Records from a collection

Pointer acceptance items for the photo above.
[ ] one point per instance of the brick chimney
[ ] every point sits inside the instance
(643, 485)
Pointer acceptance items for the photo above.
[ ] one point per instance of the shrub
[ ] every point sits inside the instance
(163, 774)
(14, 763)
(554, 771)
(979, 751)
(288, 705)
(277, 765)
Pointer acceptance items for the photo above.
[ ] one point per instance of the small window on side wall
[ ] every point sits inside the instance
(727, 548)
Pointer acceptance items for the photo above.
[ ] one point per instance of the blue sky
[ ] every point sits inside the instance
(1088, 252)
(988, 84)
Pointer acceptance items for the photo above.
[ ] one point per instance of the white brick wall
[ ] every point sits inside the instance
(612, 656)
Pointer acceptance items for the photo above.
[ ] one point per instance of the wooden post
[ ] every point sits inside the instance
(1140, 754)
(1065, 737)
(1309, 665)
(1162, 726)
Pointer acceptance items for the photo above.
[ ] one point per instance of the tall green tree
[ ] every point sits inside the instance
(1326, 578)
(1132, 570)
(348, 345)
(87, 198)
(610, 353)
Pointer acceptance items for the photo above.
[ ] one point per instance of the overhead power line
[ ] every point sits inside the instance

==

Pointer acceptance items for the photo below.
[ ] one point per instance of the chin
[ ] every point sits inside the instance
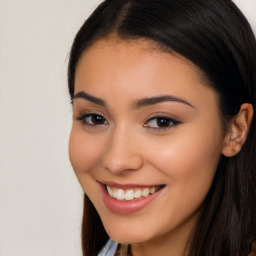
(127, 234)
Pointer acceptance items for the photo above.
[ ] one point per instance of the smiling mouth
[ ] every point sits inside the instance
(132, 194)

* * *

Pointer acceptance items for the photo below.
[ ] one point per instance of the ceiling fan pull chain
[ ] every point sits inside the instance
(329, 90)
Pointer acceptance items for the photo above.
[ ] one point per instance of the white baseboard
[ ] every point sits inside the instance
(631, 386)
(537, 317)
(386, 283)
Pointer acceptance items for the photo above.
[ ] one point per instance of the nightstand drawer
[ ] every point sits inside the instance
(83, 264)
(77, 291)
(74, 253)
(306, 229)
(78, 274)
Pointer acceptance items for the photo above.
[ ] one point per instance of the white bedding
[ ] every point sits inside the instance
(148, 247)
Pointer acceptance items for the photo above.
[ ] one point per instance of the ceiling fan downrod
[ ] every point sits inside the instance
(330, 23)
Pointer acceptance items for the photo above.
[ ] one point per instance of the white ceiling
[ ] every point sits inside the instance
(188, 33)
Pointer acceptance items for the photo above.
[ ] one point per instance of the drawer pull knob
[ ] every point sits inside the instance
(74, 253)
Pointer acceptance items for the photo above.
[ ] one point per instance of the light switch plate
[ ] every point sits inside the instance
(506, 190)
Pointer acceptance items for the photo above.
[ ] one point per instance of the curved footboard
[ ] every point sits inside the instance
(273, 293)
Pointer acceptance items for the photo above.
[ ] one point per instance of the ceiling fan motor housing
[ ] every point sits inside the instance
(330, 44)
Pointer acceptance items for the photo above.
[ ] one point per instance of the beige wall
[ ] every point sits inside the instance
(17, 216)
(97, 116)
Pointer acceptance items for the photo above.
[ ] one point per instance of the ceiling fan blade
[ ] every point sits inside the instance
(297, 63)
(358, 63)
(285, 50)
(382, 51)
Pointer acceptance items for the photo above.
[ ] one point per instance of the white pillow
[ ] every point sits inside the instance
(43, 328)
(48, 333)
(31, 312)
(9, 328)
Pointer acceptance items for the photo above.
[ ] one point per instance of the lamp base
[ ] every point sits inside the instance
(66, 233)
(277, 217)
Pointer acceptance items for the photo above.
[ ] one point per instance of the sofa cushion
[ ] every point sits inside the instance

**TASK STATEMENT:** I'd like the number of lines above that contain the word "white", and nothing besides that number.

**SOLUTION TO THIS TASK:** 5